Much of this code is copied (sometimes with slight modifications) from ForwardDiff.jl. The modifications are designed to enable differentiation with respect to a dynamically growing set of input variables. For example, a probabilistic programming library might run a stochastic computation and compute derivatives of the output with respect to the random numbers sampled during execution (whose values, or even number, cannot be known ahead of time).
The package may also be useful for computing Jacobians when each output depends only on a small number of inputs: we use sparse memory representation for dual numbers, i.e., intermediate values do not explicitly store partial derivatives that are equal to 0.
Begin by creating a DiffConfig:
cfg = DynamicForwardDiff.DiffConfig()Then, at any point during a computation, call DynamicForwardDiff.new_dual(cfg, v) on a value v of type <: Real or AbstractArray{<: Real} to begin tracking it as an input. (In the case of an AbstractArray, each scalar entry will be registered as separate input.) It is assumed that for two scalar inputs u and v registered during the course of a computation, du/dv = 0.
■ ■ ■ ■ ■ ■ ■
▶ _To do_: Write the next few sentences of the DynamicForwardDiff text, starting right after its final sentence.

▶ _Region outline entries_:
■ ■ ■ ■ ■ ■ ■
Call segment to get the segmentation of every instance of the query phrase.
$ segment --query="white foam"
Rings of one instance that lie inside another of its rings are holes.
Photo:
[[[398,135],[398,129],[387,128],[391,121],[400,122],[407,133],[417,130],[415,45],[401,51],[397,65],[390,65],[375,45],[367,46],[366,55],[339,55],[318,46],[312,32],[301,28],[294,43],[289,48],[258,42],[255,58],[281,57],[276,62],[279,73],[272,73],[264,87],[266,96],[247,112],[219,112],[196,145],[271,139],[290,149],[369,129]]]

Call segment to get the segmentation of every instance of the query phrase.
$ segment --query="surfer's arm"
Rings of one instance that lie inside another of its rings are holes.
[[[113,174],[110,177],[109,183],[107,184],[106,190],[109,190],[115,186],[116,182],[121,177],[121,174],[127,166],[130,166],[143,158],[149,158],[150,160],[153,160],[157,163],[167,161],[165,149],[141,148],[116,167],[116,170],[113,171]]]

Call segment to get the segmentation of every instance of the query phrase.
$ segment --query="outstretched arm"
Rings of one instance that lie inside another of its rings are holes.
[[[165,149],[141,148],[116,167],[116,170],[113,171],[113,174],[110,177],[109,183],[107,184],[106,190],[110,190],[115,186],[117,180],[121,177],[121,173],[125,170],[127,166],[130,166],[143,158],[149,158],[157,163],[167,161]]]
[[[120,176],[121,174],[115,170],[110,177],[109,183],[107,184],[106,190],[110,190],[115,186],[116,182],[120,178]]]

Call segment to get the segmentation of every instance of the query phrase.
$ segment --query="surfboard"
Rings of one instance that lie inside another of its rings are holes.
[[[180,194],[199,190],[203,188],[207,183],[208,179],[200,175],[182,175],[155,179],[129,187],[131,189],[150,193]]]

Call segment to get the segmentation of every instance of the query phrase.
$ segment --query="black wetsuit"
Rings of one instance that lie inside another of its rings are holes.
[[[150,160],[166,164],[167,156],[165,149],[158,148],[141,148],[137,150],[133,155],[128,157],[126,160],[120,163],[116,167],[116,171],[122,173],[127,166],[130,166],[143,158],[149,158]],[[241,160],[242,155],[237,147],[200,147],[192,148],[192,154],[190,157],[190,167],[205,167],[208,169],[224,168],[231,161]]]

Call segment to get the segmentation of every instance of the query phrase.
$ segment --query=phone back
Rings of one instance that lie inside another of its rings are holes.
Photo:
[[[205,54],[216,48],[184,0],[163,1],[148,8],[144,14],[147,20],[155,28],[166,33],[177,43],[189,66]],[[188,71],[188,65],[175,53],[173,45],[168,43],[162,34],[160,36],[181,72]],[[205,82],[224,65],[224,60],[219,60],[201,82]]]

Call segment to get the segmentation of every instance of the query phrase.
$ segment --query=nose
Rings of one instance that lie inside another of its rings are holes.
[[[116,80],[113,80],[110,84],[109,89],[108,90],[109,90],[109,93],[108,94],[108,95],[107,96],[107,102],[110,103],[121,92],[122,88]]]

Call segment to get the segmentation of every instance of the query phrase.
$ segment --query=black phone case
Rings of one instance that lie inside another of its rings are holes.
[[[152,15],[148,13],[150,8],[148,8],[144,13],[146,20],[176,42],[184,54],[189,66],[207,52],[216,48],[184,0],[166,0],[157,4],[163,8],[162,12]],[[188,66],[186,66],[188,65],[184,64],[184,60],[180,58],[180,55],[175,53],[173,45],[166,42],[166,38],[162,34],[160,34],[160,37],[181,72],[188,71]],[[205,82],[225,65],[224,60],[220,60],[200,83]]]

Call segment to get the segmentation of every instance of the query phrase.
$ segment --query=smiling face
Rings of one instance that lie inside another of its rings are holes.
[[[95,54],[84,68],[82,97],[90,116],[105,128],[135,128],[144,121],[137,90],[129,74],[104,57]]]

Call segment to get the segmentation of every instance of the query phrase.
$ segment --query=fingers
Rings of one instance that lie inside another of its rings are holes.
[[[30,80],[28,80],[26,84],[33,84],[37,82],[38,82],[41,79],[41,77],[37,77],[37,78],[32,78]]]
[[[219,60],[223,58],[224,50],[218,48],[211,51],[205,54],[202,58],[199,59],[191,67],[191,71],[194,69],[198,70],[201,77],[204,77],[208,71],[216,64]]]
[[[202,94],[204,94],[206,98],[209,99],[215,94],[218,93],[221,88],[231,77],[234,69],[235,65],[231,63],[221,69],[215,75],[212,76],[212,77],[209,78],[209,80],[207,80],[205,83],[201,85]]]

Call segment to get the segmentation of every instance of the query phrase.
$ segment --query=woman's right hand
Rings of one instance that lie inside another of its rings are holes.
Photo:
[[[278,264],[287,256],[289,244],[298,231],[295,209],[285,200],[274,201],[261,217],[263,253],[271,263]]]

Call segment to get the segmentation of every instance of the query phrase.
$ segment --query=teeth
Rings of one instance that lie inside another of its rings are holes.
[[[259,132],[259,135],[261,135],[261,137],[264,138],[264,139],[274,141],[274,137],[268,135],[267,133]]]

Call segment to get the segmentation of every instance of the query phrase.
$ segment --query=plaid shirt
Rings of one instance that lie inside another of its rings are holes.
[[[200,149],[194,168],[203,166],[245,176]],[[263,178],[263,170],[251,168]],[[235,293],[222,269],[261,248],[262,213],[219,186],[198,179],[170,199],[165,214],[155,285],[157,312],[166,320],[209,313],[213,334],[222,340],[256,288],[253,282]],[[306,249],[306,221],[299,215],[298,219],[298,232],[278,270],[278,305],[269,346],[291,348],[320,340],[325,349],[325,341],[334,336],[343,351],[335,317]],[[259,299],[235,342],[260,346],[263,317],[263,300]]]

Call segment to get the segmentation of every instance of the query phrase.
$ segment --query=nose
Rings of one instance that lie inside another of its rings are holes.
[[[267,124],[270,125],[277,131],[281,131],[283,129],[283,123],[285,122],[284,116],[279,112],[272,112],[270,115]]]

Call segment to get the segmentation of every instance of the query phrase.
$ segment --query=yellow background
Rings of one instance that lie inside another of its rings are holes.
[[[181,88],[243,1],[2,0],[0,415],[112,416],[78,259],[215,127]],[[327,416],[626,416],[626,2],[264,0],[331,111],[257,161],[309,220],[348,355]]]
■ ■ ■ ■ ■ ■ ■
▶ _Answer to this problem_:
The final result of the computation will be a value of type DynamicForwardDiff.Dual. You can use value(result) to extract its value, or partials(result) to extract the gradient of result with respect to all inputs added by cfg, in the order they were added.
For example:
cfg = DynamicForwardDiff.DiffConfig()
# Stochastic computation with either one or two random choices
x = DynamicForwardDiff.new_dual(cfg, rand())
if x > 0.5
x = x^2
y = DynamicForwardDiff.new_dual(cfg, rand())
else
y = 7
end
result = x*y
# Gradient of `result` with respect to the random choices
# (will be either length 2 or length 1).
println(DynamicForwardDiff.partials(result))